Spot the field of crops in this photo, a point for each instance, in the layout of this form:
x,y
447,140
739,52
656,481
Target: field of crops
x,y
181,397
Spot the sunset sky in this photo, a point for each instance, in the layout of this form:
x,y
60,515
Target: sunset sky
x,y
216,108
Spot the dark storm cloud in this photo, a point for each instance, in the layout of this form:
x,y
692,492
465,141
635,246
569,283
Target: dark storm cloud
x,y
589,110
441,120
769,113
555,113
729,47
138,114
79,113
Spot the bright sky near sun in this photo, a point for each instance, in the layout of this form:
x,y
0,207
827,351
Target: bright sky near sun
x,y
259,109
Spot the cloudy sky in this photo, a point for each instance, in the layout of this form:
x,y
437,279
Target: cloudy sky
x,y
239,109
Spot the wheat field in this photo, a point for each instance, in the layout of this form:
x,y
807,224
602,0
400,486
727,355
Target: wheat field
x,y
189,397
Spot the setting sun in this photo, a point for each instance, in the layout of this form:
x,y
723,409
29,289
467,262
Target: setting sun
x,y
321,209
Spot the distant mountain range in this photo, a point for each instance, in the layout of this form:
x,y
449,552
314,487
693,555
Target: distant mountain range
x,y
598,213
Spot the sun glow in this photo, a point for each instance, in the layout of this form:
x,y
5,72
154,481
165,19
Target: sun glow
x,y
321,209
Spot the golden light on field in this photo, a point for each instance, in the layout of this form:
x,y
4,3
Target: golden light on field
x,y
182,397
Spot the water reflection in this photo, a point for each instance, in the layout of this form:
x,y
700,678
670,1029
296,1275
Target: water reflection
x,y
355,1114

============

What this task involves: Would you restate all of the material, word for word?

Result:
Spot the field of crops in this photo, a point for each instance, in the layout of this form:
x,y
447,140
739,52
656,481
Target: field of crops
x,y
181,397
Spot the sunset sky in this photo, a point for each instance, in the layout of this form:
x,y
60,515
Target: sunset sky
x,y
216,108
Spot the dark storm cloud in this photo, a point for each instance, in the layout of this form:
x,y
692,492
465,141
635,246
569,283
Target: dark storm cloud
x,y
589,110
441,120
769,113
555,113
729,47
138,114
79,113
Spot the bright sky near sun in this photo, a point for each instance, in the layout of this form:
x,y
0,207
827,351
Target: bright sky near sun
x,y
259,109
Spot the cloudy sky in this photo, a point for each instance, in the layout of this form:
x,y
437,279
Target: cloudy sky
x,y
239,109
Spot the wheat field in this photo, a point for each instance, in the layout of this form:
x,y
807,224
602,0
400,486
727,355
Target: wheat field
x,y
189,397
Spot the setting sun in this photo, a point for each instance, in the layout of this form:
x,y
723,409
29,289
467,262
Target: setting sun
x,y
321,209
Spot the distant mountain range in this photo, a point for each instance, in the layout of this form:
x,y
449,552
314,487
693,555
Target: distant mountain range
x,y
598,213
Spot the sun glow in this photo, a point for each instance, in the layout of this form:
x,y
5,72
154,481
165,19
Target: sun glow
x,y
321,209
Spot the golden light on field in this photo, a point for each instance, in the layout of this form:
x,y
4,3
Target: golden light on field
x,y
182,397
Spot the water reflection in this photo, a point for each instance, in the layout of this form:
x,y
700,678
670,1029
296,1275
Target: water reflection
x,y
355,1114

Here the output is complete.